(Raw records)

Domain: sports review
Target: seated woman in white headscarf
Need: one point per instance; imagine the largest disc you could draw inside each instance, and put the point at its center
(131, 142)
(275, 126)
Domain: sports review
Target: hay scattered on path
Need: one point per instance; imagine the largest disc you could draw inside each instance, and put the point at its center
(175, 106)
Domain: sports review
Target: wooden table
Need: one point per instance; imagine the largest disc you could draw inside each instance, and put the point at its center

▶ _Exercise description_
Reproduce every row above word for word, leaving each line unchanged.

▶ _Finished task_
Domain: sports review
Target: seated woman in white headscarf
Need: one point per instance; imagine the largest disc you could draw inside each instance, and put the point at its center
(131, 142)
(275, 126)
Domain: sports review
Target: hay scattered on path
Need: one point per instance; imagine the largest disc you could draw inside each instance, and put the point at its center
(175, 106)
Domain: sports review
Target: wooden table
Need: one point per instance; imagine the largest disc you could draw inside each instance, and put the point at its center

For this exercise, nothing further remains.